● **SHORT PROBLEM**
Return every line below that contains the word "black", copying each one unchanged.

--- START DATA ROWS ---

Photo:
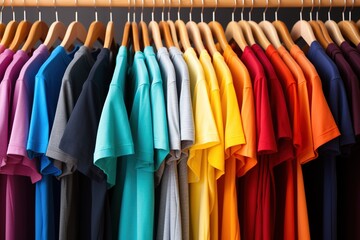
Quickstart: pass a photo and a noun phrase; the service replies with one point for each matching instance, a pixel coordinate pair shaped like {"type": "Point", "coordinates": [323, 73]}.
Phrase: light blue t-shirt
{"type": "Point", "coordinates": [46, 92]}
{"type": "Point", "coordinates": [114, 135]}
{"type": "Point", "coordinates": [134, 189]}
{"type": "Point", "coordinates": [160, 128]}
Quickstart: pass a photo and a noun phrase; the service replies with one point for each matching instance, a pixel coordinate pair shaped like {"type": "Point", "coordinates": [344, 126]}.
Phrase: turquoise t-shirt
{"type": "Point", "coordinates": [114, 135]}
{"type": "Point", "coordinates": [160, 128]}
{"type": "Point", "coordinates": [134, 189]}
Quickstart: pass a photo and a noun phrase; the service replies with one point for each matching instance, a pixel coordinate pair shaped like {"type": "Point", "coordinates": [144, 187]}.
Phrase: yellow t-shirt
{"type": "Point", "coordinates": [234, 138]}
{"type": "Point", "coordinates": [202, 165]}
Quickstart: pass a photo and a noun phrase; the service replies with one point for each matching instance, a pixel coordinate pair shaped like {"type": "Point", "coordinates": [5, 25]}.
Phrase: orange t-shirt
{"type": "Point", "coordinates": [305, 152]}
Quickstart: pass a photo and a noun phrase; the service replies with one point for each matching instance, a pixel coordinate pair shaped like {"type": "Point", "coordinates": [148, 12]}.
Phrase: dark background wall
{"type": "Point", "coordinates": [223, 15]}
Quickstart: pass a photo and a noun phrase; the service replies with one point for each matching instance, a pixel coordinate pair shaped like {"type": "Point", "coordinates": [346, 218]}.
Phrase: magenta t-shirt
{"type": "Point", "coordinates": [17, 159]}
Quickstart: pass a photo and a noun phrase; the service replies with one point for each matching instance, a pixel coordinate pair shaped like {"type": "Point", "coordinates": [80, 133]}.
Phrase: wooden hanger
{"type": "Point", "coordinates": [333, 29]}
{"type": "Point", "coordinates": [126, 33]}
{"type": "Point", "coordinates": [21, 35]}
{"type": "Point", "coordinates": [96, 33]}
{"type": "Point", "coordinates": [135, 37]}
{"type": "Point", "coordinates": [155, 34]}
{"type": "Point", "coordinates": [37, 32]}
{"type": "Point", "coordinates": [9, 33]}
{"type": "Point", "coordinates": [183, 35]}
{"type": "Point", "coordinates": [233, 31]}
{"type": "Point", "coordinates": [350, 31]}
{"type": "Point", "coordinates": [56, 31]}
{"type": "Point", "coordinates": [219, 33]}
{"type": "Point", "coordinates": [75, 31]}
{"type": "Point", "coordinates": [319, 34]}
{"type": "Point", "coordinates": [207, 37]}
{"type": "Point", "coordinates": [269, 31]}
{"type": "Point", "coordinates": [166, 34]}
{"type": "Point", "coordinates": [348, 28]}
{"type": "Point", "coordinates": [302, 29]}
{"type": "Point", "coordinates": [259, 35]}
{"type": "Point", "coordinates": [195, 36]}
{"type": "Point", "coordinates": [247, 32]}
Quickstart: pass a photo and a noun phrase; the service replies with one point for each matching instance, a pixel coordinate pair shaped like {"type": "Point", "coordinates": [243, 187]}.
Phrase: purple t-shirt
{"type": "Point", "coordinates": [6, 91]}
{"type": "Point", "coordinates": [5, 60]}
{"type": "Point", "coordinates": [20, 116]}
{"type": "Point", "coordinates": [351, 82]}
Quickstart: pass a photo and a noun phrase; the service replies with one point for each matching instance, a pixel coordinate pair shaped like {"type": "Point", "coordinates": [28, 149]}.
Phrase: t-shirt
{"type": "Point", "coordinates": [7, 85]}
{"type": "Point", "coordinates": [255, 213]}
{"type": "Point", "coordinates": [113, 138]}
{"type": "Point", "coordinates": [233, 138]}
{"type": "Point", "coordinates": [245, 99]}
{"type": "Point", "coordinates": [83, 124]}
{"type": "Point", "coordinates": [298, 95]}
{"type": "Point", "coordinates": [5, 60]}
{"type": "Point", "coordinates": [71, 86]}
{"type": "Point", "coordinates": [171, 101]}
{"type": "Point", "coordinates": [351, 82]}
{"type": "Point", "coordinates": [46, 92]}
{"type": "Point", "coordinates": [206, 136]}
{"type": "Point", "coordinates": [187, 134]}
{"type": "Point", "coordinates": [334, 92]}
{"type": "Point", "coordinates": [158, 106]}
{"type": "Point", "coordinates": [264, 124]}
{"type": "Point", "coordinates": [282, 129]}
{"type": "Point", "coordinates": [352, 56]}
{"type": "Point", "coordinates": [168, 218]}
{"type": "Point", "coordinates": [21, 113]}
{"type": "Point", "coordinates": [134, 189]}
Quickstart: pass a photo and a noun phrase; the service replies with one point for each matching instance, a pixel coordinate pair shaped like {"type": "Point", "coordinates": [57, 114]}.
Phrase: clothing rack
{"type": "Point", "coordinates": [183, 3]}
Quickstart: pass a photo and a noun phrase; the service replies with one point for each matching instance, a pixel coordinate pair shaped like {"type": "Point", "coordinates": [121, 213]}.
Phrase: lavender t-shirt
{"type": "Point", "coordinates": [20, 116]}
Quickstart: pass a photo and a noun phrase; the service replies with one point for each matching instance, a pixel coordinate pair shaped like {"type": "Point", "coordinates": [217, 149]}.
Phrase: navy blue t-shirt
{"type": "Point", "coordinates": [320, 175]}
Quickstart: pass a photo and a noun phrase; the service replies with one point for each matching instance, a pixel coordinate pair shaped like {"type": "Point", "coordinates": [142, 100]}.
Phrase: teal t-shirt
{"type": "Point", "coordinates": [134, 189]}
{"type": "Point", "coordinates": [159, 118]}
{"type": "Point", "coordinates": [114, 135]}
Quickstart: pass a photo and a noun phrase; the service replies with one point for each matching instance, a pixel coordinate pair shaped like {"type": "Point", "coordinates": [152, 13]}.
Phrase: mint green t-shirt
{"type": "Point", "coordinates": [160, 127]}
{"type": "Point", "coordinates": [134, 189]}
{"type": "Point", "coordinates": [114, 138]}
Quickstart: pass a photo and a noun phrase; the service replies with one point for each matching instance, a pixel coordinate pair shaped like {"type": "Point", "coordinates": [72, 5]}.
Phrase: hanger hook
{"type": "Point", "coordinates": [153, 12]}
{"type": "Point", "coordinates": [1, 11]}
{"type": "Point", "coordinates": [233, 13]}
{"type": "Point", "coordinates": [311, 10]}
{"type": "Point", "coordinates": [252, 6]}
{"type": "Point", "coordinates": [329, 15]}
{"type": "Point", "coordinates": [352, 7]}
{"type": "Point", "coordinates": [266, 7]}
{"type": "Point", "coordinates": [277, 9]}
{"type": "Point", "coordinates": [190, 13]}
{"type": "Point", "coordinates": [96, 16]}
{"type": "Point", "coordinates": [202, 11]}
{"type": "Point", "coordinates": [110, 11]}
{"type": "Point", "coordinates": [24, 11]}
{"type": "Point", "coordinates": [162, 13]}
{"type": "Point", "coordinates": [242, 9]}
{"type": "Point", "coordinates": [169, 10]}
{"type": "Point", "coordinates": [215, 10]}
{"type": "Point", "coordinates": [317, 11]}
{"type": "Point", "coordinates": [343, 11]}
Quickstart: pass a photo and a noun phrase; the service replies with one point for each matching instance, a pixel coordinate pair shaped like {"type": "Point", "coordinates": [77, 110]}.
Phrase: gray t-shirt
{"type": "Point", "coordinates": [187, 134]}
{"type": "Point", "coordinates": [169, 215]}
{"type": "Point", "coordinates": [74, 187]}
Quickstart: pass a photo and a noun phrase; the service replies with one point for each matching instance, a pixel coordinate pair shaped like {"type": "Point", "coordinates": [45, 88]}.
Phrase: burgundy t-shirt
{"type": "Point", "coordinates": [279, 110]}
{"type": "Point", "coordinates": [351, 81]}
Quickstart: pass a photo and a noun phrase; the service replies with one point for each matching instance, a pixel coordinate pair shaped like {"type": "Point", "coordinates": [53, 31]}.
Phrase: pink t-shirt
{"type": "Point", "coordinates": [9, 166]}
{"type": "Point", "coordinates": [17, 159]}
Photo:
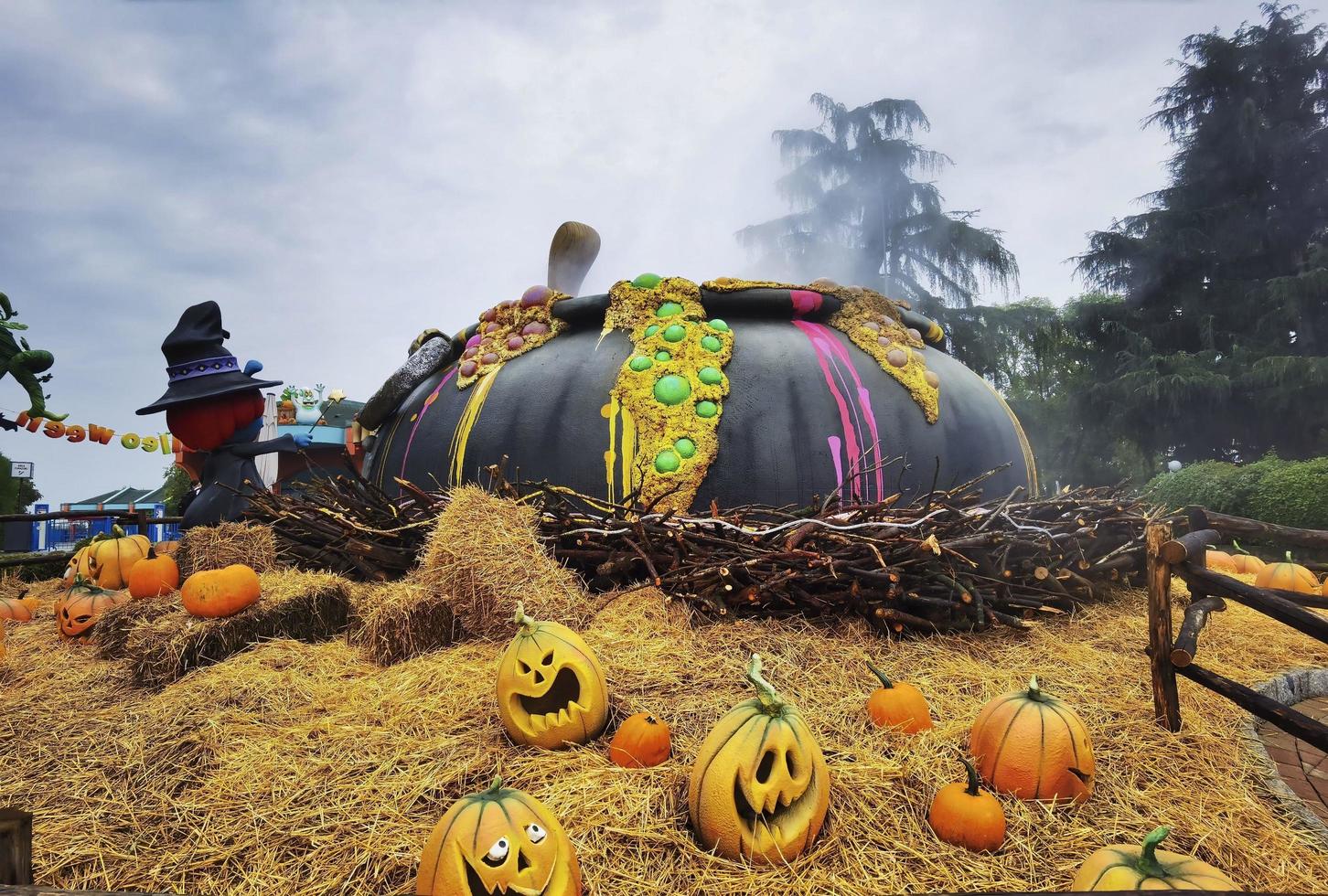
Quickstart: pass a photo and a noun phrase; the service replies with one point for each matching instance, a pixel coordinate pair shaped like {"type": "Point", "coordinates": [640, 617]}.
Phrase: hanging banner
{"type": "Point", "coordinates": [94, 434]}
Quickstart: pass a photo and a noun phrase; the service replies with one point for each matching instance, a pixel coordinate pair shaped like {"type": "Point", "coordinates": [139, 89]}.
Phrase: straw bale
{"type": "Point", "coordinates": [399, 620]}
{"type": "Point", "coordinates": [161, 648]}
{"type": "Point", "coordinates": [214, 547]}
{"type": "Point", "coordinates": [302, 769]}
{"type": "Point", "coordinates": [487, 554]}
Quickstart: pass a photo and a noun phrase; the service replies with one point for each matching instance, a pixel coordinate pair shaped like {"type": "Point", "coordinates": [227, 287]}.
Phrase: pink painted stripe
{"type": "Point", "coordinates": [817, 336]}
{"type": "Point", "coordinates": [434, 397]}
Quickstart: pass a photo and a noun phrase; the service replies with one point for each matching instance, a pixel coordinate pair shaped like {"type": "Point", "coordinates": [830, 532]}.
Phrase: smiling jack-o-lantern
{"type": "Point", "coordinates": [494, 842]}
{"type": "Point", "coordinates": [760, 787]}
{"type": "Point", "coordinates": [552, 690]}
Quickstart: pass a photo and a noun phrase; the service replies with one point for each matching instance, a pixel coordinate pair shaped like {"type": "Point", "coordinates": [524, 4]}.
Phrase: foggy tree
{"type": "Point", "coordinates": [860, 217]}
{"type": "Point", "coordinates": [1226, 271]}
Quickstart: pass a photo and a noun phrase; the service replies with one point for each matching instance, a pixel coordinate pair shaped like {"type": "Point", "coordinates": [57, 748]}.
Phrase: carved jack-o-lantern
{"type": "Point", "coordinates": [498, 840]}
{"type": "Point", "coordinates": [760, 787]}
{"type": "Point", "coordinates": [552, 690]}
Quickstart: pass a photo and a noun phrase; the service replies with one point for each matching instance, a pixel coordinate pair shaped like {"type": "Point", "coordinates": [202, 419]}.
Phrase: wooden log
{"type": "Point", "coordinates": [1265, 602]}
{"type": "Point", "coordinates": [1189, 546]}
{"type": "Point", "coordinates": [1242, 528]}
{"type": "Point", "coordinates": [1284, 717]}
{"type": "Point", "coordinates": [1166, 705]}
{"type": "Point", "coordinates": [1195, 617]}
{"type": "Point", "coordinates": [15, 848]}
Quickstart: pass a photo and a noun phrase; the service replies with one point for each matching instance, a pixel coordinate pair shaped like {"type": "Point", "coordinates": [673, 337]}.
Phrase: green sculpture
{"type": "Point", "coordinates": [24, 363]}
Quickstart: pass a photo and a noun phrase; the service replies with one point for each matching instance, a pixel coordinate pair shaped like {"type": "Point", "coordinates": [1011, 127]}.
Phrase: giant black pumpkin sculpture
{"type": "Point", "coordinates": [680, 394]}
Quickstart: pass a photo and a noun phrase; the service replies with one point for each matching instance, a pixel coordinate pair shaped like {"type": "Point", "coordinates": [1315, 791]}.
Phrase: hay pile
{"type": "Point", "coordinates": [161, 643]}
{"type": "Point", "coordinates": [300, 769]}
{"type": "Point", "coordinates": [214, 547]}
{"type": "Point", "coordinates": [400, 620]}
{"type": "Point", "coordinates": [485, 554]}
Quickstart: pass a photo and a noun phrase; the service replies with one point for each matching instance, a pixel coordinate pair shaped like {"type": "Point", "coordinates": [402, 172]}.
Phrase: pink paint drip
{"type": "Point", "coordinates": [830, 352]}
{"type": "Point", "coordinates": [423, 409]}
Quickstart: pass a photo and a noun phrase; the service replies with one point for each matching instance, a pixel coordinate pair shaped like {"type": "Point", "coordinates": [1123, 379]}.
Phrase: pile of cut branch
{"type": "Point", "coordinates": [945, 561]}
{"type": "Point", "coordinates": [940, 563]}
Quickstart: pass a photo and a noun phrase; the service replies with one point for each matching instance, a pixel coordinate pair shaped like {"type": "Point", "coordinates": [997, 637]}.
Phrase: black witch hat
{"type": "Point", "coordinates": [199, 364]}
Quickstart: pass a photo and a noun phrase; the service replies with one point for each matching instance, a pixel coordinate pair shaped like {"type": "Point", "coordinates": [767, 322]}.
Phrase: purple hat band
{"type": "Point", "coordinates": [202, 368]}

--- END DATA ROWS ---

● **ANSWER FOR THIS EXERCISE**
Phrase: giant black pumpkin sculpture
Phrase: black witch hat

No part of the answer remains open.